**Selection:**
........

# Superman/Doomsday: Trailer



## Lord Snow (Jul 9, 2007)

The Trailer for Superman/Doomsday has come out:





What do you guys think?


----------



## Naruto Sensei (Jul 9, 2007)

That movie looks sweet.


----------



## Freiza (Jul 9, 2007)

wow, that movie looks way awesome. i cant wait for it to come out...ima collecting all the comic movies for mah archives...yup yup


----------



## MF NaruSimpson (Jul 10, 2007)

lame, i thought it was the trailer for live action movie


----------



## Captain Gir (Jul 10, 2007)

and to think...i thought it was a sequal to superman returns.....


but its not =[


----------



## Zhealot (Jul 10, 2007)

LoL on the voice, soo american and the catch frase in the end: "Own it today"


----------



## carnage (Jul 13, 2007)

Only an hour and ten minutes for like a 400 something pages book?? Wow sounds like its going to leave a lot of stuff out from the comics.


----------



## Graham Aker (Jul 13, 2007)

carnage said:


> Only an hour and ten minutes for like a 400 something pages book?? Wow sounds like its going to leave a lot of stuff out from the comics.


well there is no Justice League(Booster, Ice etc..)
no Superboy(because of licensing or something) and I think theres no Cyborg Superman, or was it Eradicator... Steel?

anyway, it looks good, though I'd rather they did another season of JLU... damn it I want to know what happened to Lex and Darkseid!

cant wait for the New Frontier though, which will be a couple of months after this one.


----------



## Booster Beetle (Jul 14, 2007)

Bah, I say skip it and go directly to _New Frontier_.


----------



## Dimezanime88 (Jul 14, 2007)

Weird. It's the same animation company that did the animated series, but Superman, Lex, and Louis have like total new face appearances.


----------



## C_Akutabi (Jul 14, 2007)

Watching Superman and Doomsday beat the crap out of each other. What's not to like?

........

**Information shown:**
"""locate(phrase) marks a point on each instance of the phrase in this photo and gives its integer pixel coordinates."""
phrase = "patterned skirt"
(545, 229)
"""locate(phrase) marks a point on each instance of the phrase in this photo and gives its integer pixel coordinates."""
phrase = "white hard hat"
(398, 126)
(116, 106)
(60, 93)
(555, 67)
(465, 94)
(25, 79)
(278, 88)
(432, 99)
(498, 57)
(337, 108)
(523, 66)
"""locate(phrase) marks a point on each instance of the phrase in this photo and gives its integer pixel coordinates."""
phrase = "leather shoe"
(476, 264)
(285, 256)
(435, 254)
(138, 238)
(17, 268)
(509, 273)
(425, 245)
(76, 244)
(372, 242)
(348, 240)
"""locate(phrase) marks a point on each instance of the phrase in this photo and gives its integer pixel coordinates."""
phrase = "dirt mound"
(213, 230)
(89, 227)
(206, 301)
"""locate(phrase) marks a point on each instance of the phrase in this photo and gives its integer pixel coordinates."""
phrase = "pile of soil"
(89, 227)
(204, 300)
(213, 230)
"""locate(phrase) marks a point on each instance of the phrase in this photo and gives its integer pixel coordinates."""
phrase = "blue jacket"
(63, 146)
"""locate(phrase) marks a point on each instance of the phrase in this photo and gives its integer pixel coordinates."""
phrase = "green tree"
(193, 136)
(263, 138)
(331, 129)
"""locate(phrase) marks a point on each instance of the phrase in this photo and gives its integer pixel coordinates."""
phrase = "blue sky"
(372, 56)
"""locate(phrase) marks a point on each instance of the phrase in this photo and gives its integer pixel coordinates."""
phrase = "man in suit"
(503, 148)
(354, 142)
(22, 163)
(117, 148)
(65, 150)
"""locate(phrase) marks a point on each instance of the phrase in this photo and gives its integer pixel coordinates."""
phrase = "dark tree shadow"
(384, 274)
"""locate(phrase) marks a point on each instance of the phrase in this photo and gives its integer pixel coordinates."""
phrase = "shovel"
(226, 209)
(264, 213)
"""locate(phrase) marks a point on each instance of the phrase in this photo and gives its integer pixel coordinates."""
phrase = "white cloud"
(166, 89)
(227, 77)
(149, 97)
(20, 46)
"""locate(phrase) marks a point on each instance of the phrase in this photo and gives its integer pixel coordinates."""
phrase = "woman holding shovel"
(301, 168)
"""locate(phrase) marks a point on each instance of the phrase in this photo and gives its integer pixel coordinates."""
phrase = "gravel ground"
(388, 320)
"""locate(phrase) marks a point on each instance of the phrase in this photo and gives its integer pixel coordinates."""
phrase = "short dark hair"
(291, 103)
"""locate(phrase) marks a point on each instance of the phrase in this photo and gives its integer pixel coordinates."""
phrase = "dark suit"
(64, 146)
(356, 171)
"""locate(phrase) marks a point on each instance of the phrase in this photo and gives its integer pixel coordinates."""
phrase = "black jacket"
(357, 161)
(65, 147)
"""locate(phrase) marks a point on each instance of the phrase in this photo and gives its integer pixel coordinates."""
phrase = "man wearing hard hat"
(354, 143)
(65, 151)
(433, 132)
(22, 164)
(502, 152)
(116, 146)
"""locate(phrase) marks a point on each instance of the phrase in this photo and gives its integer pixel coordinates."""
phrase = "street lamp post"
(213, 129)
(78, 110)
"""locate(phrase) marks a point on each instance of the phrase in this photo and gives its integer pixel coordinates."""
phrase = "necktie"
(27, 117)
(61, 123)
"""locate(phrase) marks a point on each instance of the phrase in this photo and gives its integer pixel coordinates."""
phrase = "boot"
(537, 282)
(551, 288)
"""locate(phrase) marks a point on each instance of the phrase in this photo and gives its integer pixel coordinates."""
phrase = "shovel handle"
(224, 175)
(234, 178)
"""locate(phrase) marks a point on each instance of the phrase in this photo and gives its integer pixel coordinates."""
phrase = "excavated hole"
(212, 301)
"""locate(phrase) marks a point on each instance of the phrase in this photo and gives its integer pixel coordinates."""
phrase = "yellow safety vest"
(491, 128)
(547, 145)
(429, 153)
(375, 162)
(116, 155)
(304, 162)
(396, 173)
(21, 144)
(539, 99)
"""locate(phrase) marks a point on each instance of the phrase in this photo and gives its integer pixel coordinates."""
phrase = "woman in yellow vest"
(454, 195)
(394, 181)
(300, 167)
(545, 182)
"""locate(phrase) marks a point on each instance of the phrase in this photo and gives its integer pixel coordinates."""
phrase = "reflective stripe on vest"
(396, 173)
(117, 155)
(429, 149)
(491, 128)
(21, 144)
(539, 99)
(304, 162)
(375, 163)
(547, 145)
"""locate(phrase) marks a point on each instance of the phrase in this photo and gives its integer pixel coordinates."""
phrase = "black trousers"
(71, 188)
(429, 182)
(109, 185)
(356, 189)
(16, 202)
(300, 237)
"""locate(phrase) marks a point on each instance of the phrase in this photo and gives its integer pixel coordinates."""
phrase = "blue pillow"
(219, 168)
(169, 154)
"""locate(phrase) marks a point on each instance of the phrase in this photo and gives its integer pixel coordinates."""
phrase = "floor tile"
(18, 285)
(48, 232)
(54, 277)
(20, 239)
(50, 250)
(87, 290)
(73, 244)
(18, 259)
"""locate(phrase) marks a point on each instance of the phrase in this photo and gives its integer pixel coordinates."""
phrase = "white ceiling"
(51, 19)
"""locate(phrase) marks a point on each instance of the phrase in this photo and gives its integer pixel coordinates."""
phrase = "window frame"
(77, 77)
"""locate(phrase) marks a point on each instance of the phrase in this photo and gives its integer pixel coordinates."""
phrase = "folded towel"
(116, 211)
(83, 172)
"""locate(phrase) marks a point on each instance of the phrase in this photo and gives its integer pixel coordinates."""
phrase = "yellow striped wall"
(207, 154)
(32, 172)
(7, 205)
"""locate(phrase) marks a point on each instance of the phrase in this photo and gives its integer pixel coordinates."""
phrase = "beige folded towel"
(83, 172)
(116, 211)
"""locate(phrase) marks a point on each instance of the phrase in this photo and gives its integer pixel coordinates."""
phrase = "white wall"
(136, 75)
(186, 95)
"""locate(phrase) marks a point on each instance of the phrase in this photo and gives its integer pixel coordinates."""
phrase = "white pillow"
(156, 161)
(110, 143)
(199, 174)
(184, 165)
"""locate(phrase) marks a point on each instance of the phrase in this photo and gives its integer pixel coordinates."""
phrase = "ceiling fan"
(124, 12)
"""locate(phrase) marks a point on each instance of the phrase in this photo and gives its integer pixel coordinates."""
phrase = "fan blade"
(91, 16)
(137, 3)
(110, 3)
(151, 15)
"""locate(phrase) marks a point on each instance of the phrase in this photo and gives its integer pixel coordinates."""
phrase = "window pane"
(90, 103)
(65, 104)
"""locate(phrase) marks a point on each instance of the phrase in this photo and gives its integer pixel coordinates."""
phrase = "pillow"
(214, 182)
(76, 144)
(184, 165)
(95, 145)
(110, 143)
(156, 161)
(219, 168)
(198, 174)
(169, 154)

........

**Direction 1:**
In the Superman/Doomsday thread, how long does carnage say the movie runs?
**Direction 2:**
Print the Superman/Doomsday thread, starting with "well there is" and going on through "Beetle (Jul 14, 2007)".
**Direction 3:**
Carry on the Superman/Doomsday thread from the point where it stops.
The rows are separate material, unrelated to the Superman/Doomsday thread.

**Written reply 1:**
An hour and ten minutes.

**Written reply 2:**
well there is no Justice League(Booster, Ice etc..)
no Superboy(because of licensing or something) and I think theres no Cyborg Superman, or was it Eradicator... Steel?

anyway, it looks good, though I'd rather they did another season of JLU... damn it I want to know what happened to Lex and Darkseid!

cant wait for the New Frontier though, which will be a couple of months after this one.


----------



## Booster Beetle (Jul 14, 2007)

**Written reply 3:**
This battle is what I'm most looking forward to with the new live-action movies. hopefully they don't screw it up like what they did with Venom


----------



## Graham Aker (Jul 14, 2007)

Dimezanime18 said:


> Weird. It's the same animation company that did the animated series, but Superman, Lex, and Louis have like total new face appearances.


its not part of the animated series' continuity...


----------



## Robotkiller (Jul 14, 2007)

Aren't they doing a similar straight-to-DVD original movie with the teen titans? Just like this movie it's also is supposed to follow the comic book continuity rather than the animated cartoon.

In anycase, I'll probably downloaded it just out of curiosity.


----------



## C_Akutabi (Jul 14, 2007)

Might be aired on Cartoon Network.


----------



## Hio (Jul 14, 2007)

W00T O.O....


----------



## Magoichi (Jul 14, 2007)

narutosimpson said:


> lame, i thought it was the trailer for live action movie



rofl same. Still, the cartoon looks promising.


----------



## Havoc (Jul 15, 2007)

So fucking lame, please put it's a cartoon in the thread title.


----------



## tgre (Jul 15, 2007)

God... this looks soo ghey...

not going to watch -_-... Superman deserves better.


----------



## carnage (Jul 15, 2007)

Havoc said:


> So fucking lame, please put it's a cartoon in the thread title.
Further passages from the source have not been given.